__Passage__
+-------+
Ruché.  This will undoubtedly be the most challenging of the five wines to find.  Ruché is a rare, aromatic red grape likely native to the town of Castagnole in Piemonte, where it has been grown for centuries.  Today, there are only around 250 total acres planted to this grape in Italy and it is rarely found elsewhere.

In 2010, Ruché di Castagnole Monferrato DOCG became the first (and only!) delimited area dedicated entirely to the Ruché grape.  Wines from this DOCG must be made from at least 90% Ruché (with Barbera or Brachetto making up the balance).  Ruché based wines are typically intensely perfumed with aromas of roses, red fruit and spice.

I recently sampled a Ruché from Montalbera – an Italian producer hugely supportive of and dedicated to the grape.  The wine was one of the most unique wines I’ve ever had.  Incredibly pale in the glass, it looked like it should be delicate and subtle – yet it was anything but.  The wine was full of aromas of cherries, tea leaves, orange peel and spices with very prevalent acidity and tannins and a lengthy, bitter finish.  If you want to try something truly different, Ruché is your wine.
+-------+
__Provided data__

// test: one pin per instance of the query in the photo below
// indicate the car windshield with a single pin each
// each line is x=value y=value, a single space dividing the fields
+-------+
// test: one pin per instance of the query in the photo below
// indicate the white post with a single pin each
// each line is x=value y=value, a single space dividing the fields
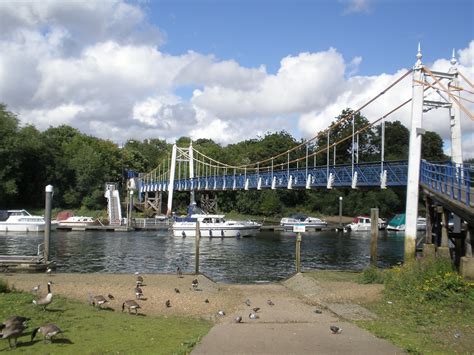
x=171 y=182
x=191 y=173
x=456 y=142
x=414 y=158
+-------+
__Work order A__
Copy the passage about Ruché starting with "In 2010, Ruché" and going on through "fruit and spice.", renaming "DOCG" as "appellation" each time it appears.
__Work order B__
Summarize the passage about Ruché in two sentences.
The items have no connection to the passage about Ruché.

__Written answer A__
In 2010, Ruché di Castagnole Monferrato appellation became the first (and only!) delimited area dedicated entirely to the Ruché grape.  Wines from this appellation must be made from at least 90% Ruché (with Barbera or Brachetto making up the balance).  Ruché based wines are typically intensely perfumed with aromas of roses, red fruit and spice.

__Written answer B__
Ruché is a rare, aromatic red grape likely native to Castagnole in Piemonte, with only around 250 acres planted in Italy. In 2010 Ruché di Castagnole Monferrato DOCG became the only area dedicated entirely to the grape, and a Ruché from Montalbera proved very pale yet intense, with aromas of cherries, tea leaves, orange peel and spices, strong acidity and tannins, and a long, bitter finish.